**Record set**
+-------+

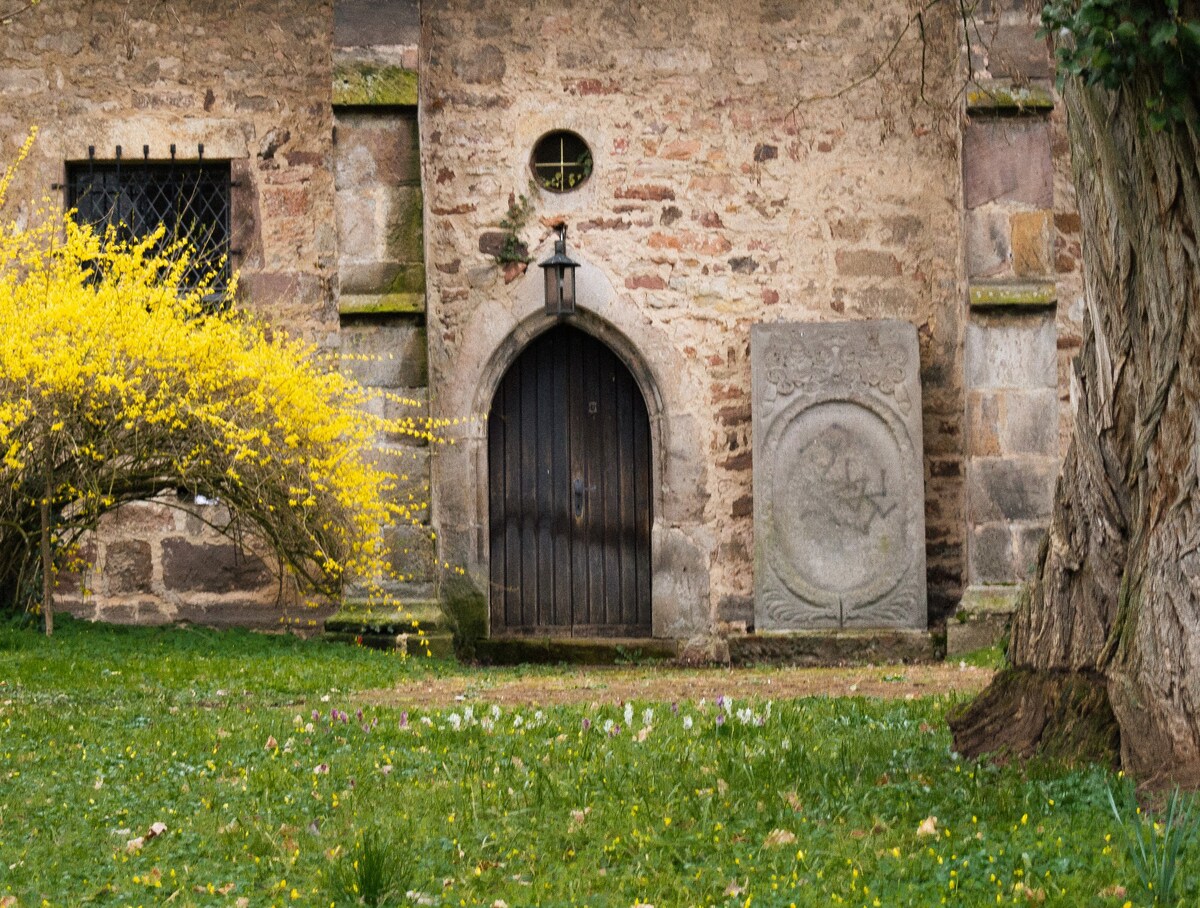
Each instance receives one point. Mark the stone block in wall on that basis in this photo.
(984, 416)
(376, 149)
(988, 241)
(1011, 488)
(990, 555)
(838, 475)
(1012, 353)
(408, 408)
(365, 23)
(405, 239)
(1032, 234)
(189, 566)
(1007, 160)
(413, 553)
(1030, 424)
(129, 567)
(1015, 52)
(381, 353)
(411, 467)
(1026, 546)
(382, 277)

+-------+

**Given exercise**
Please give every line of the material above as a numbered list, skipping any blank lines and leaving the pictures out.

**Answer to the task**
1. Each instance receives one point. Mark the stone block in wall on that basis in this photo.
2. (984, 416)
3. (376, 149)
4. (988, 241)
5. (1011, 488)
6. (990, 555)
7. (838, 475)
8. (1012, 353)
9. (408, 408)
10. (365, 23)
11. (405, 239)
12. (1032, 234)
13. (189, 566)
14. (1007, 160)
15. (413, 553)
16. (1030, 424)
17. (129, 567)
18. (1015, 52)
19. (381, 353)
20. (411, 467)
21. (1026, 546)
22. (382, 277)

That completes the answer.